WRITTEN INSTRUCTION 1
How would you render this sentence from the Google Analytics article in Spanish: "It is the largest data quality issue I have seen in my 15 years working with data."
WRITTEN INSTRUCTION 2
Can you resume the article on junk data in Google Analytics, picking up right after its last sentence?

PASSAGE SHOWN

This becomes a big time problem for Google.

URGENT: We need to solve this problem

I hope that by now I have sufficiently convinced you that this is a problem. It’s an especially large problem when put in the context of the sheer number of websites that are currently affected. We are talking millions of websites!

Because of the scale, I view this as the biggest challenge Google Analytics has faced. It is the largest data quality issue I have seen in my 15 years working with data. This is an urgent problem.

My solution: A data annulment

If I were in charge of this problem, I would start with a clean slate. This would be achieved by deleting all of this junk data from every Google Analytics account and starting fresh.

I would offer an alert to all users when logging in that their data has been cleaned up, explaining what they are seeing.

Alert Box

And then I would put measures in place to proactively prevent this from happening in the future. This would involve cleaning up the holes in the measurement protocol. It would also involve expanding the bot filtering capability beyond the ethical bots that are registered in the IAB Bots and Spiders list.

Last, I would assign an internal task force to constantly monitor data quality issues and issue quick fixes when problems arise.

The Google Analytics team is brilliant, so they will fix this problem

I am confident that Google will fix this problem with a smarter solution than what I have proposed. The main reason why I am writing this article is just to frame up the problem in a perspective that is hard to ignore. This is not a case where power users are complaining to Google about a problem. Instead, it’s a problem most website owners don’t even know that they have.

This issue is giving millions of website owners a reason to stop trusting Google Analytics data. It is giving them reason to start looking for alternative tools. I don’t want that to happen.

Let’s get this cleaned up Google!

About the Author

Jeff Sauer is an independent Digital Marketing Consultant, Speaker and Teacher based out of a suitcase somewhere in the world. Formerly of Minneapolis, MN and San Francisco, CA.

  • Well stated, Jeff. I have personally spent the last 5 months trying to educate people on how to clean out their analytics, and there are millions of people frustrated by the effort required. Where is Google in all this? Why aren’t they educating people, or even acknowledging the problem? Isn’t it their product?

MATERIAL
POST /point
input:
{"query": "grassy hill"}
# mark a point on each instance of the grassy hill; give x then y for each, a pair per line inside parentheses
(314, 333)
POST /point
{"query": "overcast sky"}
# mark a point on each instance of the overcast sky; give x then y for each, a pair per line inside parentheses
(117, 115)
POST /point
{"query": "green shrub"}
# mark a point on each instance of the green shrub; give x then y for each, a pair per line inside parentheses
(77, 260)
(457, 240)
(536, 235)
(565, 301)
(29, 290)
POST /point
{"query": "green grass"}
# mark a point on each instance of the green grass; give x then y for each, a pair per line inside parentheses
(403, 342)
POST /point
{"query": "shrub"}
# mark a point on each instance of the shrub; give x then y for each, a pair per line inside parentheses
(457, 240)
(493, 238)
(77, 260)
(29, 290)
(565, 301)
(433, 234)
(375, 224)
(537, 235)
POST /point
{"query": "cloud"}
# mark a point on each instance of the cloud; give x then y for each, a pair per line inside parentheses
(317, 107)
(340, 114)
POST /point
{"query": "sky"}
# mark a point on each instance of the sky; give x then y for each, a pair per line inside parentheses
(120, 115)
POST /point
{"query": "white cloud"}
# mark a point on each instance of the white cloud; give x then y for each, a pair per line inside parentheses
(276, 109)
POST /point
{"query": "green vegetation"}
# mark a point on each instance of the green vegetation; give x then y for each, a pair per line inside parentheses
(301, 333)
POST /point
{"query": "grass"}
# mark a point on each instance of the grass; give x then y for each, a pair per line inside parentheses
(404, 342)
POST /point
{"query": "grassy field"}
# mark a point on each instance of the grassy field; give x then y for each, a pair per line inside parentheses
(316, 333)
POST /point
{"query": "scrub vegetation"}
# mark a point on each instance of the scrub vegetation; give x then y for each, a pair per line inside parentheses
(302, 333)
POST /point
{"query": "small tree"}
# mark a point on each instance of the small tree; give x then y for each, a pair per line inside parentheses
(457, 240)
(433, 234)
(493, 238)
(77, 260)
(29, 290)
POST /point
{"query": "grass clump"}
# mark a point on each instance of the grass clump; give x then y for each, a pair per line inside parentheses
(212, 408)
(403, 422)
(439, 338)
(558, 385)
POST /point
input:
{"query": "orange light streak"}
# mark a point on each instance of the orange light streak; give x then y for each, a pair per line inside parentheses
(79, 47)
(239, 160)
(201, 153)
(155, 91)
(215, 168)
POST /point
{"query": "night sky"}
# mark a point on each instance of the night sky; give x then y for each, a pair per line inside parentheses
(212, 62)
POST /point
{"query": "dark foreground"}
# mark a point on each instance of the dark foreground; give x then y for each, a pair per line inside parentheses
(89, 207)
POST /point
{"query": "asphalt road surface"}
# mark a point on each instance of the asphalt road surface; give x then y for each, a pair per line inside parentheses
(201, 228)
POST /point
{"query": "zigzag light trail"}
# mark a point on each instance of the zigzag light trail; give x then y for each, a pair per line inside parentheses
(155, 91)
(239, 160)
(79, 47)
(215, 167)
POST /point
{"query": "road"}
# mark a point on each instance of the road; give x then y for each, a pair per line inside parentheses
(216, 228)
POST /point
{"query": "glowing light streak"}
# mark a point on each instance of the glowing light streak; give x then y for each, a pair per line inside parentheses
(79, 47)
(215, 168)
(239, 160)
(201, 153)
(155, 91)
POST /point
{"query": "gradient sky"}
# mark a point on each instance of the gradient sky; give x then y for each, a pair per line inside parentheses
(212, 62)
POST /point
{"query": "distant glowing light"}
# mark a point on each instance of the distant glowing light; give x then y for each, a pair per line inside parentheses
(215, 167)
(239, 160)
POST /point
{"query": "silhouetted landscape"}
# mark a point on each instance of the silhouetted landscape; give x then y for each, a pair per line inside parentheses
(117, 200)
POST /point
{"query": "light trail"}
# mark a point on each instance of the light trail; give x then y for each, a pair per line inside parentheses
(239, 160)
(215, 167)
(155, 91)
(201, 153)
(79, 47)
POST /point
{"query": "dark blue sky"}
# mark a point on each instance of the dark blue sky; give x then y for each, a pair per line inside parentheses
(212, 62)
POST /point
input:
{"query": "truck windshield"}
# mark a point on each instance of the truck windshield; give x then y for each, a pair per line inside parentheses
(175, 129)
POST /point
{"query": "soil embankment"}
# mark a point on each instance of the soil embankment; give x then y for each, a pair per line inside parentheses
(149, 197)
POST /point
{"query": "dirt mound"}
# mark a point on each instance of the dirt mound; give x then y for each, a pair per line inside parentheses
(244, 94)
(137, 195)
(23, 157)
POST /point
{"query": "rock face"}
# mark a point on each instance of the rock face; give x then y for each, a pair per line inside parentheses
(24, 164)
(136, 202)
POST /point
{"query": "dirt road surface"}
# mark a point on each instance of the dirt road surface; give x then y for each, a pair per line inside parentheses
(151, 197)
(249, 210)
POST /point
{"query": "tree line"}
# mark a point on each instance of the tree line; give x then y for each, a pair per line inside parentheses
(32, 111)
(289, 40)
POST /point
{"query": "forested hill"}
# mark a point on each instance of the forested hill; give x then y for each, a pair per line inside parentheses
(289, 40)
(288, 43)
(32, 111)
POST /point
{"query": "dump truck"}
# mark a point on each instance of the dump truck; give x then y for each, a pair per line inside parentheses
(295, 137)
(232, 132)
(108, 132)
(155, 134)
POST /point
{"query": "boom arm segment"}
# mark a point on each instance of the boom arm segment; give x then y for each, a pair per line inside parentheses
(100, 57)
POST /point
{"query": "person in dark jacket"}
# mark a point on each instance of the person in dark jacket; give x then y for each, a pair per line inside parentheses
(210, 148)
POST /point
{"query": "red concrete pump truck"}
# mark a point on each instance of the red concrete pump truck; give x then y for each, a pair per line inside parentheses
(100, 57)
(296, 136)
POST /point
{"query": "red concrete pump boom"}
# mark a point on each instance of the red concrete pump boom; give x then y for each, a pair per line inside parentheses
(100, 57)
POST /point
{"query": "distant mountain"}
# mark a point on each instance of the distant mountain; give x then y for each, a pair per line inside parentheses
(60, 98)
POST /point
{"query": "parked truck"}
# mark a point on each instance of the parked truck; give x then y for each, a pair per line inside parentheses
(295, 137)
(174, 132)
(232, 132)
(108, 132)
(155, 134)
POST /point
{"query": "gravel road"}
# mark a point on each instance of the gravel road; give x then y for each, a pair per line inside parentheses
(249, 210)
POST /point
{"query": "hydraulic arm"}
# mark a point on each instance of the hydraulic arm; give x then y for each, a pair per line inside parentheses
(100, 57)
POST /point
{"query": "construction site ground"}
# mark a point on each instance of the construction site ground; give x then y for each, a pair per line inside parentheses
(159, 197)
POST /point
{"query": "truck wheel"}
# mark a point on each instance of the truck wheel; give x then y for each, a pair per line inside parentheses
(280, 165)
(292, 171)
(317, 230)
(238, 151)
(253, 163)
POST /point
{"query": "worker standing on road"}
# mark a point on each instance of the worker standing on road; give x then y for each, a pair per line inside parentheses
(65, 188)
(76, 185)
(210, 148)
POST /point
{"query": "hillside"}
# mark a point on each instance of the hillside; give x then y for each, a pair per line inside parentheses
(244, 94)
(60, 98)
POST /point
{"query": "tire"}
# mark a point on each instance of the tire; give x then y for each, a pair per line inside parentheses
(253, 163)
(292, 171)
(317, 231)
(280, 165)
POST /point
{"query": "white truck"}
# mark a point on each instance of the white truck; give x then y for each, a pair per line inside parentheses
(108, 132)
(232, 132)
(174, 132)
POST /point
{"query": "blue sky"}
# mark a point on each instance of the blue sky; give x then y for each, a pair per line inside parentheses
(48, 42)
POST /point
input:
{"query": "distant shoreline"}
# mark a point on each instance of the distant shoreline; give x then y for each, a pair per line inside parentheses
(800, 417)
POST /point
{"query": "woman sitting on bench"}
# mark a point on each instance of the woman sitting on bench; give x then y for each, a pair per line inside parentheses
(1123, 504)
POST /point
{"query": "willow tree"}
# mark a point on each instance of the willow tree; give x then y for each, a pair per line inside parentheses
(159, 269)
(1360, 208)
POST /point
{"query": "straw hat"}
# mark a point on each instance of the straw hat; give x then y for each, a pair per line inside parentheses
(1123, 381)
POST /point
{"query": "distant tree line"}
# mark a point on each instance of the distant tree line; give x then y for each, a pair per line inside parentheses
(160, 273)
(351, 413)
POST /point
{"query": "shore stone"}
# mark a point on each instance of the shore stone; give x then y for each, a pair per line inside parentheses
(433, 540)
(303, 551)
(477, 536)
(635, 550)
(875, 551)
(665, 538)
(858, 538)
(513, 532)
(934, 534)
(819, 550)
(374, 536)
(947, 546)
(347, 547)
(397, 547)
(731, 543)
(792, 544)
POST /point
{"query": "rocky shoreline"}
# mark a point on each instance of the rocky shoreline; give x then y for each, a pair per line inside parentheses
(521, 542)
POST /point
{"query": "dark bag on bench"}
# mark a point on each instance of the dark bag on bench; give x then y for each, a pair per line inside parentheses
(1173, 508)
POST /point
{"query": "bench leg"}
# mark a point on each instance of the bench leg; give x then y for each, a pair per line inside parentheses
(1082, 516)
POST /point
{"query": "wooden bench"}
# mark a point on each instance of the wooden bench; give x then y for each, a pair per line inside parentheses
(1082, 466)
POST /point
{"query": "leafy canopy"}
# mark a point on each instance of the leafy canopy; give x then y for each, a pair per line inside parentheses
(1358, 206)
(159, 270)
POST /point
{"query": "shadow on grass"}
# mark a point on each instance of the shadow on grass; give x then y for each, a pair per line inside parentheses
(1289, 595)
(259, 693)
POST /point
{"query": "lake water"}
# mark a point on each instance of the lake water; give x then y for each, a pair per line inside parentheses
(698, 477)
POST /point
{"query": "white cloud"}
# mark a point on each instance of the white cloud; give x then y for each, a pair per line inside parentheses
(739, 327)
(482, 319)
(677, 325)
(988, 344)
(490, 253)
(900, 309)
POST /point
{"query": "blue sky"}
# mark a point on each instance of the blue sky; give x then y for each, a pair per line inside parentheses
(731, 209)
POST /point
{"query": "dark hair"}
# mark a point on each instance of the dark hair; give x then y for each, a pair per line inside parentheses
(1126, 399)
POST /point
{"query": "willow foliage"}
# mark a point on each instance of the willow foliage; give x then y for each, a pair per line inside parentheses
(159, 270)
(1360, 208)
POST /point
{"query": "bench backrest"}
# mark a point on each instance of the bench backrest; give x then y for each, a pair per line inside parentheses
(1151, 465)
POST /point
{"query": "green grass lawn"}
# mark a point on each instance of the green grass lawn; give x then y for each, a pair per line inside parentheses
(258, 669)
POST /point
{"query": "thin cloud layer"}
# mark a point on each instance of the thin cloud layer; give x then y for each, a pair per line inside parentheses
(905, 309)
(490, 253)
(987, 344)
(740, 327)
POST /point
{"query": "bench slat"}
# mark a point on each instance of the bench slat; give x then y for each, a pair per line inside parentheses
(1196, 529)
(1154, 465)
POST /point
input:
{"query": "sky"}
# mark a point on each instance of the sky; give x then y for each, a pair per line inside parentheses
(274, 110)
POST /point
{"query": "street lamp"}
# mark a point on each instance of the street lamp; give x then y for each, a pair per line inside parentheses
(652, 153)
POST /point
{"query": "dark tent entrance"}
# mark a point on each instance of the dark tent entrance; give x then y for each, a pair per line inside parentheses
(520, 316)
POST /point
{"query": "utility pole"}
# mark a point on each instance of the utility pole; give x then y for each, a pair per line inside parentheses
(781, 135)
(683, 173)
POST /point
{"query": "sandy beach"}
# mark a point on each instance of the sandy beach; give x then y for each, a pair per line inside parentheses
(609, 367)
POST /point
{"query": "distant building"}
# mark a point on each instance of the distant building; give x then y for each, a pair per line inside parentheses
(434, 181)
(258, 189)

EXERCISE RESULT 1
Es el mayor problema de calidad de datos que he visto en mis 15 años trabajando con datos.

EXERCISE RESULT 2
    • Hi Mike – I have been following your blog posts and forum comments and appreciate what you are doing to bring light on the subject!
      I think it’s one of three scenarios:

      1) Google is acutely aware of the problem, but doesn’t think it is a big enough problem to address proactively. 2) They are not aware of the problem at a level that makes decisions (I.e. It’s not on the radar at all). 3) They are aware and already working on a solution.

      My hope with this post was to get them to take notice if it were #1 or #2 by showing the scope. Scenario #3 would solve itself.
      If this is the article that causes them to take notice, great. Otherwise, let’s keep on getting more vocal until it does!

  • You say “There is a massive data quality issue happening right now in Google Analytics, and not enough people are talking about it.”

    There’s certainly a large number of people in the GA G+ community who have raised concerns about this – the problem is the total radio silence from the GA team on this! Even the GACP forum is silent and nobody from Google ever confirmed or denied or said anything publicly about this.

    Like you, Mike and thousands of people, we rely on Google Analytics as a primary source of information to optimize our businesses and those of our clients. We certainly do not want to damage the relationship we have with Google, but it is a serious issue!

    • It is getting noticed, but we can both agree that it is not being addressed by the people who can do something to fix the problem (Google). If this article helps frame up the problem for them in a tangible way, great.

  • Lucien

    I add htaccess rules to delete fake visits related to bots. Cleaner Analytics and the server doesn’t have to serve content to those bots.

    • Good method. But again, the best way to eliminate this problem for the average user will be for Google to make a massive change and fix the problem proactively.

      • This does not solve the issue for some bots who are sending GA data directly, without ever visiting the site!

  • Kenneth Waters EA

    I noticed the uptick in visits on my website and immediately thought, I’m doing something right. As I began looking closely at the data in GA, I felt something troubling me about what I was looking at. Me not being experienced in this highly technical area, I relied upon others posting who were experiencing the upticks as I was. Your post Jeff confirmed my instincts that what I was witnessing about my website the data was not all correct. Thanks for sharing.

  • Nico

    Thank you for this article Jeff. The problem is really getting out of hand now. It has been going on for well over a year, starting with semalt. Last month these nasty spammers are well over 10% of my “traffic” on low traffic websites i run. I can’t be bothered to update my filter every day a new site pops up.I run over 50 websites with GA, so keeping them updated and clean is one hell of a job.

    I don’t know what i am more angry about, the spammers or the complete radio silence by google. They know about this issue, just search for referral spam in google and you can see hundreds or thousands of people talking about it. The same goes for social media channels like twitter, this problem can;t escape the GA team.

    All we want is a statement from google saying they are working on a solution. If they simply come out and say that they identify the problem and are looking into it, i would assume that sooner or later my data would be clean again. Right now, i am seriously thinking of upgrading to a paid solution from another brand. I think i should be glad i did not spend thousdands of euro’s on upgrading to the paid version of GA…

    • Rich Patton

      Google may not listen, but we do – have you looked into Mixpanel? We do things quite differently, and I’d be happy to discuss.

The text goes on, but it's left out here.